### Source document


            Perhaps the Odroid situation has changed since then but even Raspberry folks with their glorious support take time to do it.

        1. oh this again. the FUD, if you don’t use pi then you’ll be locked into proprietary kernels and proprietary bootloaders and you’ll never get to the bottom of any problem.

          no, that’s raspberry pi. it’s specifically the least open of all of the pi-alike boards. all of these things have closed components but pi is the only one that puts all the drivers in the closed bootloader and just opaque badly-designed stubs in the open source kernel.

          1. No Greg. It is not a FUD and also Raspberry itself is very bad IMHO… weird system architecture, blobs you mentioned, Zero 2 W which is only now getting support in upstream Linux
            and most importantly it is a SoC you can’t get hands on in low quantities or maybe at all if you truly wish to make a custom board!

            There absolutely are and always have been ARM boards having upstream support and no blobs. I even worked with one or two eons ago in 2015 and the situation must have gotten just better since then but still there are tons of SoCs which do not have upstream support …. for example (almost!) all those Allwinner and Mediatek ones where you can’t even get GPL stubs.

            Some Rockchip SoCs do have upstream support and you can even get them without a board. Does RK3399 in the gizmo @Clueless posted a link to have upstream support? That is the question!

      2. I’d rather not support a company whose government has been conducting large-scale genocide against numerous ethnic groups (e.g. Uyghurs) for the past decade or more. Morally, I cannot do this, and so am doing everything in my power to avoid purchasing _new_ equipment made in this place.

        Manufacturing is slowly drifting away from China, it’ll just take a bit of time. COVID-19 started the process, and now it is accelerating.

        Sad, because that company looks like it has some nice stuff, but if I support that company, implicitly I’m supporting the genocide too. Said government has also been placed under sanctions and may be further sanctioned due to their ties to another eastern-European government that’s conducting war crimes right now.

        The RPi CM4 shown there is “Made in the UK” (I believe they also manufacture these in a few other places too) and the board it’s attached to can be made anywhere that takes your fancy.

### Stored data
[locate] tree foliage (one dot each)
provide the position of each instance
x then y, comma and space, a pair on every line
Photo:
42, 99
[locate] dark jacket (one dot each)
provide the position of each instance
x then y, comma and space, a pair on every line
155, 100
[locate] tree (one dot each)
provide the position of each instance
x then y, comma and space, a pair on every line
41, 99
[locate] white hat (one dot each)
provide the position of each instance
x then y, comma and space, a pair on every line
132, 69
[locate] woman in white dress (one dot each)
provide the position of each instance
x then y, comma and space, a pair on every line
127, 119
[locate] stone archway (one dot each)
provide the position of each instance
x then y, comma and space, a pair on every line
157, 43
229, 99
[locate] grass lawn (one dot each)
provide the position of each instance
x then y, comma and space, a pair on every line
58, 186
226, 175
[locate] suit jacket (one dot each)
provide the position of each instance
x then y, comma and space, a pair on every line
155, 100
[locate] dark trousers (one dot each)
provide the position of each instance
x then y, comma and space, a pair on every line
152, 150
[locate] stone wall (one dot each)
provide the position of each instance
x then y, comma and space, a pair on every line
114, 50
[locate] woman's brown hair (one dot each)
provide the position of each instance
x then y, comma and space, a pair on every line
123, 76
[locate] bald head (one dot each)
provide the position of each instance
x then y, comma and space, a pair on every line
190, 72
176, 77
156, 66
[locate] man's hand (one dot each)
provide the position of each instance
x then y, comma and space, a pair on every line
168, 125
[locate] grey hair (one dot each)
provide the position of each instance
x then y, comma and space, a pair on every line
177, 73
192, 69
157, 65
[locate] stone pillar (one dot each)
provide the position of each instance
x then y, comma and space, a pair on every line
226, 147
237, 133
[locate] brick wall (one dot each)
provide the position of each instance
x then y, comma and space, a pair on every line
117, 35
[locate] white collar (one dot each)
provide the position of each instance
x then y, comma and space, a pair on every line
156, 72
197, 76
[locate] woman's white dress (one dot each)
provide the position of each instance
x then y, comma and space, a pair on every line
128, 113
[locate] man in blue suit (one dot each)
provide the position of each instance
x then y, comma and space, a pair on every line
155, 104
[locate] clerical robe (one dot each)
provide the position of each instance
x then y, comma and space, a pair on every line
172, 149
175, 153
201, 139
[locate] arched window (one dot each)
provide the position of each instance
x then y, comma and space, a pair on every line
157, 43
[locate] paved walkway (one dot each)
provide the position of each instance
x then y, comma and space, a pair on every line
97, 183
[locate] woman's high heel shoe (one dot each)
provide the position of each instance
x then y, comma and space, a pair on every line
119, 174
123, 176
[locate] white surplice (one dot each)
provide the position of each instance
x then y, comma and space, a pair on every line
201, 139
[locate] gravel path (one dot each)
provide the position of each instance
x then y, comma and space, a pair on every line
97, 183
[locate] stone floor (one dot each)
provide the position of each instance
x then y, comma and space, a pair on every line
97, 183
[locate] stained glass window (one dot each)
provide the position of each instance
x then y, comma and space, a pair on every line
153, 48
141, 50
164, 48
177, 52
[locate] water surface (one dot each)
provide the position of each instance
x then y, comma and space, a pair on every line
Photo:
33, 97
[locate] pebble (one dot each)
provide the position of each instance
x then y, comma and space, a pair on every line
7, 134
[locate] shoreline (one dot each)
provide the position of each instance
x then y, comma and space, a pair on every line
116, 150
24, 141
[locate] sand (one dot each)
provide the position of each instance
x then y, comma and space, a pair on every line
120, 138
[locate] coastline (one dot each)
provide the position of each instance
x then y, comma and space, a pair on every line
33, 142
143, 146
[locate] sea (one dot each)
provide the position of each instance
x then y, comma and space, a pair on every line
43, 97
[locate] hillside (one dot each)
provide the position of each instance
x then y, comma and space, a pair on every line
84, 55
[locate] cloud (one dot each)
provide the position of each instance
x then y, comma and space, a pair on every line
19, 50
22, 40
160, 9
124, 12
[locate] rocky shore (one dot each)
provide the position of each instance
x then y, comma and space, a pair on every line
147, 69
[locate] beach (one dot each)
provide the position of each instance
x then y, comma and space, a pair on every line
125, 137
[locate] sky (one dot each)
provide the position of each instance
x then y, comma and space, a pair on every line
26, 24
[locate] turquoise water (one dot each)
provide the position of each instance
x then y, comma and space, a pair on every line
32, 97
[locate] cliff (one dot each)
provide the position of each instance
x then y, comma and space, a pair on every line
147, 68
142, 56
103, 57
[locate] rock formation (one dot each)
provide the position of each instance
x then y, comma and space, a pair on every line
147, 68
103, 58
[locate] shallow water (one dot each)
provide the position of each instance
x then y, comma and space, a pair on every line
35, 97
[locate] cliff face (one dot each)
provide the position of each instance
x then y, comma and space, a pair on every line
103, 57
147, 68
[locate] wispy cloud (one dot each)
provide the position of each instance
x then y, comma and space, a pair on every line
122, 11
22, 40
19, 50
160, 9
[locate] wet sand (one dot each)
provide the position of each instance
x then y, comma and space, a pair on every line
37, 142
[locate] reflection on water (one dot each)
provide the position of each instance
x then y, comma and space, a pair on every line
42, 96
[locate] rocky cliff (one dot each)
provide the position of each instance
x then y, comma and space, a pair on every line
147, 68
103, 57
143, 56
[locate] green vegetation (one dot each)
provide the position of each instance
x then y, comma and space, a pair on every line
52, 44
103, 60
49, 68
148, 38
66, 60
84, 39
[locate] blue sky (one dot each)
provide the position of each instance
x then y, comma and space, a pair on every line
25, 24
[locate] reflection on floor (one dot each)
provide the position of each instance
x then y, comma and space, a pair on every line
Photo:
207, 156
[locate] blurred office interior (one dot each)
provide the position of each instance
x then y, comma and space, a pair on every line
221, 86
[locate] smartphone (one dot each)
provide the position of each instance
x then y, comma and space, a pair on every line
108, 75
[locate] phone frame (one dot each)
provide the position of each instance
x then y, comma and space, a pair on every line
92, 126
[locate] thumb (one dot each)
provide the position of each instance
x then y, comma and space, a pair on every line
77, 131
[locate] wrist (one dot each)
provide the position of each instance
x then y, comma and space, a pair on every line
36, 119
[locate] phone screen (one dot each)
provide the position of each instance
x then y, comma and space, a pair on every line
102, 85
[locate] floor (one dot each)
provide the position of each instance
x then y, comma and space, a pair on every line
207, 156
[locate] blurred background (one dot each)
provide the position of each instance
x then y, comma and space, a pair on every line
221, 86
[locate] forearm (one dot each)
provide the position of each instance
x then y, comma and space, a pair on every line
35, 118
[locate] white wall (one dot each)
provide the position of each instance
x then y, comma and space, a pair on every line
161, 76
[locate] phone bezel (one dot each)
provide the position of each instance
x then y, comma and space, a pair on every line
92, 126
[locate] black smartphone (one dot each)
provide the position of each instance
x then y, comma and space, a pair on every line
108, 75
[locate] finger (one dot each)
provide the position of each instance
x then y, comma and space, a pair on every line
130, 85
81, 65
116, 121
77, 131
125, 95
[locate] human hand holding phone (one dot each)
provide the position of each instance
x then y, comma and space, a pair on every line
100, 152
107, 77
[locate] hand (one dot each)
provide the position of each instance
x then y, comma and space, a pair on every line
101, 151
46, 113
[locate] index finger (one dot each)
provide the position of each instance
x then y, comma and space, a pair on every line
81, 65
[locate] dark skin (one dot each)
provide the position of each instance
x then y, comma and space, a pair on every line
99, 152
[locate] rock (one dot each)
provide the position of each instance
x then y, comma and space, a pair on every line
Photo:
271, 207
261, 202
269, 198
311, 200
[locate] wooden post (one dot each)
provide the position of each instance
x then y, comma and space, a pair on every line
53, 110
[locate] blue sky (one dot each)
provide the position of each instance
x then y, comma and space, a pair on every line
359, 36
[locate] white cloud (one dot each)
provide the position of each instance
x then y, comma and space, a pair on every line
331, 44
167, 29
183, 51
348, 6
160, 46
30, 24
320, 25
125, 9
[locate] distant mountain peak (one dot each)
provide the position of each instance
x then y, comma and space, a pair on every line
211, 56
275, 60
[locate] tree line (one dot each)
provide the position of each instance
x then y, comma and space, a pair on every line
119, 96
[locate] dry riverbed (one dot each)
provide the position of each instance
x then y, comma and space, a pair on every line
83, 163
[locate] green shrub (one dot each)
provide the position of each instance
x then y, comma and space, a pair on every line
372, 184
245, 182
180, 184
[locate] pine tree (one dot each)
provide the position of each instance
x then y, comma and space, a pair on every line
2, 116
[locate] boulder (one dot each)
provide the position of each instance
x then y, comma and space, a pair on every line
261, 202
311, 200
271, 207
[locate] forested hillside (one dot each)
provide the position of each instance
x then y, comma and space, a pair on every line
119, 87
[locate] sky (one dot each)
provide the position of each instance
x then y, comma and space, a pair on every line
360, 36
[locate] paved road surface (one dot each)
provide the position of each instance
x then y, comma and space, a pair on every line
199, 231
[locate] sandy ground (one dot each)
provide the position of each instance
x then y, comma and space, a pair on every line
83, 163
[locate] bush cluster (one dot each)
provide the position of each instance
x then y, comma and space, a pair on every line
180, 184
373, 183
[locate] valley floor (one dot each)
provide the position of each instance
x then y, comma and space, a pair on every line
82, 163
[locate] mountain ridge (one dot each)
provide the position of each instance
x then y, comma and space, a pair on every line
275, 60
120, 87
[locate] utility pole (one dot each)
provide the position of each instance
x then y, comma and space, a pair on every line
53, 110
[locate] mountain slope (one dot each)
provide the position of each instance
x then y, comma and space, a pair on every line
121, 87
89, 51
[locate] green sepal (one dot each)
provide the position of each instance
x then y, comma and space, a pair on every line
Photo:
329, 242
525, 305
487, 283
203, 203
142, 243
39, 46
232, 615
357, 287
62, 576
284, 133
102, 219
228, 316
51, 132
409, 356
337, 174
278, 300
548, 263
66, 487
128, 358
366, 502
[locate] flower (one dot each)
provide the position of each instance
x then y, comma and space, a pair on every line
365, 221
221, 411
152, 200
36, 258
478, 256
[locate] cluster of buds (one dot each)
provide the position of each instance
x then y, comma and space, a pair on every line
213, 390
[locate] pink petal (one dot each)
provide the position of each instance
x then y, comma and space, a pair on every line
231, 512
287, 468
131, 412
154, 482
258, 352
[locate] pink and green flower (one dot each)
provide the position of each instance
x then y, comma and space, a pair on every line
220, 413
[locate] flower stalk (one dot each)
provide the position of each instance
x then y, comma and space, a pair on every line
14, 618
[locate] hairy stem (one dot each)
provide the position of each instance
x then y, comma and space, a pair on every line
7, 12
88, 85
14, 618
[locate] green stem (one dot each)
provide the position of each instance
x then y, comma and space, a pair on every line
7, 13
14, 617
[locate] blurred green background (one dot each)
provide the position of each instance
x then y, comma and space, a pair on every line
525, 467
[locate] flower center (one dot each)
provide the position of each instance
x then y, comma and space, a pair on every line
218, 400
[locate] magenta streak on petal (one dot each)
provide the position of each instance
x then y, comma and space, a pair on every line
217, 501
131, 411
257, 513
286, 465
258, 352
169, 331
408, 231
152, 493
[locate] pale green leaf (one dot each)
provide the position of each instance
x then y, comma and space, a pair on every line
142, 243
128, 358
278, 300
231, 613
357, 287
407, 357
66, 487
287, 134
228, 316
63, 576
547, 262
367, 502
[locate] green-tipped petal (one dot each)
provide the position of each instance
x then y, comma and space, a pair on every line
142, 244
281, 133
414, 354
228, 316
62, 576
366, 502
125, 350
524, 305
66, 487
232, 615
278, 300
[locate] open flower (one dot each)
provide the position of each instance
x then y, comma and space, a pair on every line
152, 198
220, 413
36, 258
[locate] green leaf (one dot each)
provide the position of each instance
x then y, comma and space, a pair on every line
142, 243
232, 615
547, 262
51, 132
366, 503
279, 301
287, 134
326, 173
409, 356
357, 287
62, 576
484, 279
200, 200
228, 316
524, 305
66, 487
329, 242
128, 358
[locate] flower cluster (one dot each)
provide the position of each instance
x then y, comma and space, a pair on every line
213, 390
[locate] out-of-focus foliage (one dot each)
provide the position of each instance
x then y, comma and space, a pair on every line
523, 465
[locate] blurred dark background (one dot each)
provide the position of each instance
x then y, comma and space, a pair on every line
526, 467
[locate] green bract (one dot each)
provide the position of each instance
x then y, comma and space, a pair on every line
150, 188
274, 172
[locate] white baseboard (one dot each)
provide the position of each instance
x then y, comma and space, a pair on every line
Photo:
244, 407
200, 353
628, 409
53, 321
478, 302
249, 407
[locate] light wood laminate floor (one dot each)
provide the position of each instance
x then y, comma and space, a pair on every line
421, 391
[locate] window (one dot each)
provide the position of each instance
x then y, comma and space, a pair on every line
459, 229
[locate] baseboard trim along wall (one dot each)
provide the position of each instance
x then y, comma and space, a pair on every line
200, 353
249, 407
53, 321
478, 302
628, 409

### Brief
Transcribe the part of the board discussion that begins at the words "The RPi CM4" and stops after "takes your fancy.", keeping every word and mark unchanged. The records were drawn from a separate source, not from the text.

### Finished exercise
The RPi CM4 shown there is “Made in the UK” (I believe they also manufacture these in a few other places too) and the board it’s attached to can be made anywhere that takes your fancy.